### WHAT IS BEING ASKED
Pull out the records below word for word, from the very first line through the line that holds "[(948, 305)]", with that line included.

### EXERCISE MATERIAL
-- Begin --

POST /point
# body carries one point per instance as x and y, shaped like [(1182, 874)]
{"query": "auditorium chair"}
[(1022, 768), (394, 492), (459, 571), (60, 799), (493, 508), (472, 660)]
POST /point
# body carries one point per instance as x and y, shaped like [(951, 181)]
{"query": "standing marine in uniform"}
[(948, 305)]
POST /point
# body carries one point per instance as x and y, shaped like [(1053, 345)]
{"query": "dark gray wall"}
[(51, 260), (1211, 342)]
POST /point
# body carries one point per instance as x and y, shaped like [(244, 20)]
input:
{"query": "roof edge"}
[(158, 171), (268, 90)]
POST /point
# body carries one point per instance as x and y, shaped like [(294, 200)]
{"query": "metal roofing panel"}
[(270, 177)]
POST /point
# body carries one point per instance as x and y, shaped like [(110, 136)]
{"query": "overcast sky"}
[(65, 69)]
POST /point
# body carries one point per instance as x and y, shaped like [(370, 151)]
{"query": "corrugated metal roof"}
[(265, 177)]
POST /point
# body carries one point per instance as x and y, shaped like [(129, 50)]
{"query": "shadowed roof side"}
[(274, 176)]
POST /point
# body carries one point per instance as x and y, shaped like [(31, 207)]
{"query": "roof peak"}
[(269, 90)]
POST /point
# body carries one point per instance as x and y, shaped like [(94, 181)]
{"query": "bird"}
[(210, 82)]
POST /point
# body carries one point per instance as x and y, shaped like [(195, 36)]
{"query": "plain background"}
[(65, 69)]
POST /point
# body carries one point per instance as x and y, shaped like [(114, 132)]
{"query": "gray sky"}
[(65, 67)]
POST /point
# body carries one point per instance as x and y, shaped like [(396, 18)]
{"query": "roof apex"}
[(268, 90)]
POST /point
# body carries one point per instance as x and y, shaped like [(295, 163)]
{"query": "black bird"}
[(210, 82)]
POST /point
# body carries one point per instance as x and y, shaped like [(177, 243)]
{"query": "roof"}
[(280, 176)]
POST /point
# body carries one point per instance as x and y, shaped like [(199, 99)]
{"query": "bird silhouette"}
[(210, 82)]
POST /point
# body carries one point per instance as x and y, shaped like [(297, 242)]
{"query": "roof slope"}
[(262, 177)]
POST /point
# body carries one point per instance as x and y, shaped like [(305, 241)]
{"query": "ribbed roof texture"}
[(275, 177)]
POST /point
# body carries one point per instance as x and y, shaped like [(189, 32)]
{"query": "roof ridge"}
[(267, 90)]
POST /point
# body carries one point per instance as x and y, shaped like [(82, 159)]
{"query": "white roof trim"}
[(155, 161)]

-- End --

### COMPLETE OUTPUT
POST /point
# body carries one point per instance as x and y, shaped like [(1182, 874)]
{"query": "auditorium chair"}
[(1022, 768), (394, 492), (459, 571), (60, 799), (493, 508), (472, 660)]
POST /point
# body carries one point per instance as x and y, shaped like [(951, 181)]
{"query": "standing marine in uniform"}
[(948, 305)]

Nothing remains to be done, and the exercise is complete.